Task goal: Switch every "alligator" in the records below to "crocodile", change nothing else, and write the records out again without the pictures.

++++

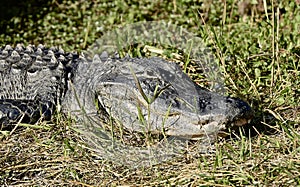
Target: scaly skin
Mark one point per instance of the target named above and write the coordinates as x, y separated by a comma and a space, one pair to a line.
142, 94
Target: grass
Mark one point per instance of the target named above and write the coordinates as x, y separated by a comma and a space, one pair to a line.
258, 49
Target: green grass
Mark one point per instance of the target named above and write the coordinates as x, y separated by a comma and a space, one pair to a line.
259, 56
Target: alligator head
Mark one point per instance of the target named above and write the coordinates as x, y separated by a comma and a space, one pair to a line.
151, 94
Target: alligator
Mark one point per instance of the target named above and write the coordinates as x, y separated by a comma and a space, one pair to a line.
141, 94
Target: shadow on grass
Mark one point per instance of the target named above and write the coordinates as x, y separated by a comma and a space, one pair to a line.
24, 10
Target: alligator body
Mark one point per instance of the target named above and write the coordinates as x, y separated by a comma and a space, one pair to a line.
142, 94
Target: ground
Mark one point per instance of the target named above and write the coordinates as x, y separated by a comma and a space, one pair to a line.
257, 46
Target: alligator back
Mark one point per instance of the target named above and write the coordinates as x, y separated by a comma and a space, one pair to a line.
32, 81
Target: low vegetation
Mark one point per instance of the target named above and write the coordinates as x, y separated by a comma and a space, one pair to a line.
257, 46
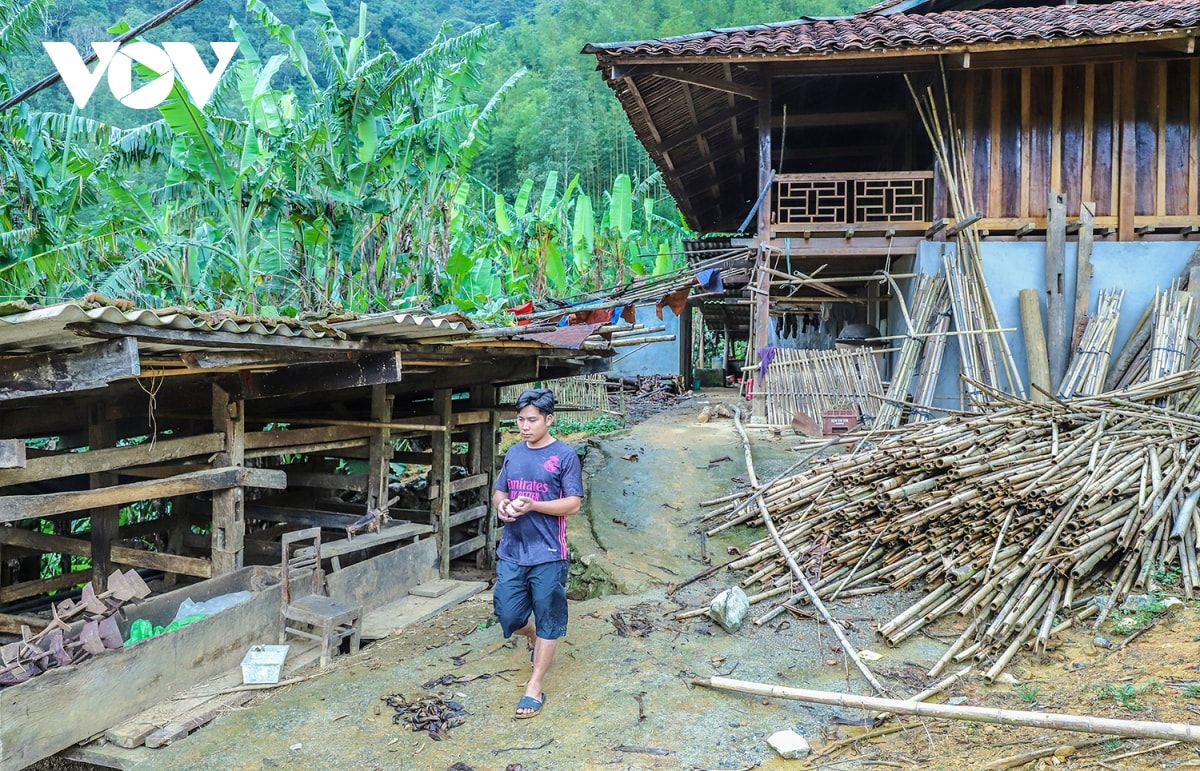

++++

Reply to the exercise:
Target: scaly skin
Mark one point per instance of the target named above and write the coordinates as x, y separated by a comma and a space, one pair to a line.
142, 94
Target: grass
Mark one point per instance of the target named above and write the coordinates as x, y separated by a comma and a space, one pair to a line.
258, 49
Target: green grass
Mark one point per instance of the target named above and write the coordinates as x, y separated by a comma and a space, one pair to a line.
259, 56
Target: crocodile head
Mark one point per instance of the target named above and write the coordinates as x, y separated by a comma and a space, one pair to a line.
151, 94
Target: crocodile
Mark one point per instance of the target named above and write the coordinates as x, y separated by a comma and a space, one pair to a line.
141, 94
Target: shadow on grass
Mark one point per instance of the target named above and write the coordinates as x, y separated by a comma and a space, one pair to a line.
24, 10
Target: crocodile body
Mark one point per instance of the target named above and write the coordinates as x, y separated by a comma and a space, one pair to a line.
142, 94
Target: ground
Mark one point per instance of the target named above and write the coordinates as x, y separated by a comma and a space, one pair to a line.
257, 46
Target: crocodile back
Mark one point per instance of the target named above and write the coordinates as x, y separated by a comma and a space, one pair to a line.
32, 81
Target: low vegetation
Mark one point per instance of the target named above and write the coordinates as x, y separated by a comma and a space, one pair to a line.
257, 46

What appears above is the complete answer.